• Задание 1: Выпишите названия всех фильмов, упомянутых в интервью.
• Задание 2: Перескажите интервью в трёх предложениях.

• Страница:

Немоляева с мужем Александром Лазаревым в Анапе
- Вы же войну тоже застали?
- Я помню эвакуацию. Маму с «Мосфильмом» эвакуировали в Алма-Ату, а папу забрали на фронт. В Ташкенте у него шла подготовка, и там солдатам крутили фильмы. И два его фильма, «Доктор Айболит» и «Старый двор» с Карандашом, часто показывали. Тогда кинематограф обожали, это была сказка, заоблачная высь. И какой-то высокий чин, посмотрев эти фильмы, позвал к себе рядового Немоляева и спросил: «Володя, это ты снимаешь?» Он говорит: «Я». — «Ну возвращайся обратно на свой «Мосфильм», ты лучше такие фильмы снимай, а мы и без тебя тут справимся». И дал ему бронь. Весь тот ташкентский эшелон погиб, а папа остался жив. Такая же удивительная история была у моего Саши. Его папа был замечательный портретист, и на подготовке какой-то большой начальник, узнав, что тот умеет рисовать, велел ему сделать портрет его жены. Он нарисовал ее маслом, все чин чинарем и, видимо, очень удачно. И начальник сказал: «Ладно, возвращайся к своим, рисуй, мы без тебя повоюем», — и выдал ему бронь. А из моих воспоминаний есть такое. У нас не было света, и на окнах было затемнение. И вот однажды, уже в 1943 году, перед тем как нас вернули из эвакуации, мама с папой принесли со студии лампочку и вкрутили дома. А я, видно, с голоду начинала уже плохо видеть. И для меня это была такая радость, когда свет включили! Но вечером пришел какой-то дядька в сапогах и эту лампочку вывернул. А я как закричу — и вцепилась ему зубами в сапоги, чтобы отдал лампочку.
- Ваш отец из древнего старообрядческого рода, а мать из украинских дворянок. Это как-то повлияло на ваше воспитание?
- Конечно, бабушка была дворянкой столбовой. У нее был характер будь здоров, хороша была невероятно и была очень умной, образованной, знала три языка. А дедушка закончил Сорбонну и Лейпцигский университет — хорошо, я по свой плюшкинской привычке ничего не выбрасывать сохранила его дипломы. И во мне все-таки есть какая-то порода, ведь есть же? Ну есть, есть, что-то есть.
Немоляева с внучкой Полиной Лазаревой, тоже актрисой Театра Маяковского
- Современные технологии, фейсбук, интернет — вы с ними ладите?
- Шурка, сын, мне подарил этот телефон навороченный, я так злилась на него! Считает, что мне нужно тренировать мозги. «Ну что ты, — говорю, — меня мучаешь?» Он и теще подарил такой телефон, как мне. Мы поговорим с ней, а разъединиться не можем — ни та ни другая. И потом он же на нас злится: «Почему я не могу ни до кого дозвониться — ни одной ни другой. Вы что, ошалели — без конца говорить?»
- Ваши героини в кино — в «Гараже» и в «Служебном романе» — некогда хорошенькие женщины, тяжело переживающие увядание. Как вы справляетесь с этим в жизни?
- Да я никогда не считала себя хорошенькой. И, слава тебе господи, никогда не была загружена мыслями о своей внешности. Переживала, когда в молодости толстенькой была и из-за этого меня сниматься не брали. У меня была такая круглая физиономия с крайне незамысловатым выражением, и до Рязанова меня никто в кино не звал. Но в принципе я всегда больше была занята внутренним миром, это и отличает мое поколение. А вообще, черт его знает. Сейчас иногда смотрю на фотографии и думаю — а чего я так комплексовала по поводу себя? Вроде ничего была, симпатичная.

Собранные записи данных
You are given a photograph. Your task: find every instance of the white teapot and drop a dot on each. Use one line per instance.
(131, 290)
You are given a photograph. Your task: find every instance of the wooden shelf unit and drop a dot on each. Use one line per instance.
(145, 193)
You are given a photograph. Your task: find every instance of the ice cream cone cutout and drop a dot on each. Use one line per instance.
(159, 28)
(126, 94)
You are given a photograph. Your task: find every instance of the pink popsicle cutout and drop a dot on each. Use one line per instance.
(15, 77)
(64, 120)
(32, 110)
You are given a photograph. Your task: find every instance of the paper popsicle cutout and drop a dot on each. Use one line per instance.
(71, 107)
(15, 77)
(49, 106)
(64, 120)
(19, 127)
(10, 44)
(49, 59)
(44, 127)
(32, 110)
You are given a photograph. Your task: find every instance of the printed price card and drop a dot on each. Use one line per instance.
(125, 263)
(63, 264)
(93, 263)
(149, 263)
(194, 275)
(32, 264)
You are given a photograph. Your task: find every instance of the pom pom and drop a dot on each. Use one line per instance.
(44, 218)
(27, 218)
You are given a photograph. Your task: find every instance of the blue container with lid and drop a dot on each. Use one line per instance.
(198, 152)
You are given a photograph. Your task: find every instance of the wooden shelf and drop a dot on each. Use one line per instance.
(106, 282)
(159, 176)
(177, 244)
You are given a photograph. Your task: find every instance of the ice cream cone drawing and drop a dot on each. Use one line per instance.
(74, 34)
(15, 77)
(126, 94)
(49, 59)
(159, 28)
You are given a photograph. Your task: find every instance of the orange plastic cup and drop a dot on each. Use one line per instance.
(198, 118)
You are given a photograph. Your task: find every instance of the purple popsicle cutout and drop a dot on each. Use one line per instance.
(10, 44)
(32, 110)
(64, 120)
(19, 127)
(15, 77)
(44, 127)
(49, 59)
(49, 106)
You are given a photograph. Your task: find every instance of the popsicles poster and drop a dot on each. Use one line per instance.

• Ответ 1:
«Доктор Айболит»
«Старый двор»
«Гараж»
«Служебный роман»

• Ответ 2: Немоляева вспоминает войну: её отца и отца её мужа Саши отпустили с фронтовой подготовки и дали бронь, а сама она в эвакуации вцепилась зубами в сапоги человеку, который вывернул лампочку. Она рассказывает о бабушке, столбовой дворянке, и о дедушке, окончившем Сорбонну и Лейпцигский университет, а также о навороченном телефоне, подаренном сыном. О своей внешности она говорит, что никогда не считала себя хорошенькой и всегда была больше занята внутренним миром.